:: TASK ::
The records that follow are to be given again exactly. Do not carry over any image.

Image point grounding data
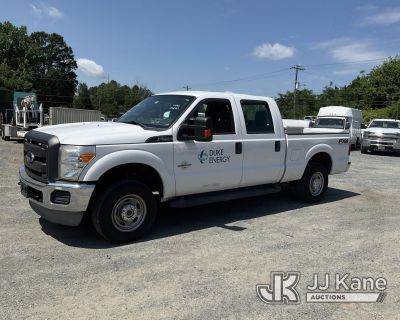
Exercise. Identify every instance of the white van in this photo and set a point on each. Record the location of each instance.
(339, 117)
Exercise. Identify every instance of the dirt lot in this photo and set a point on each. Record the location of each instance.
(204, 262)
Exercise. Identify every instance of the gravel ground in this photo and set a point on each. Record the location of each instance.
(204, 262)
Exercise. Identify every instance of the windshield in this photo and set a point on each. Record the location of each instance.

:: SOLUTION FOR THIS PROBLEM ::
Exercise. Identify every instance of the white van in this photo and set a point on each. Record the location of each instance.
(339, 117)
Exercise. Identify every instance of the dirt lot in this photo and set a point on each. Record the location of each instance.
(204, 262)
Exercise. Identify every instance of the gravel ground in this photo and set a point on each. Record the location of each instance.
(204, 262)
Exercise. Identify every instance of the windshield in this photo and set a point on each. Record the location of each instance.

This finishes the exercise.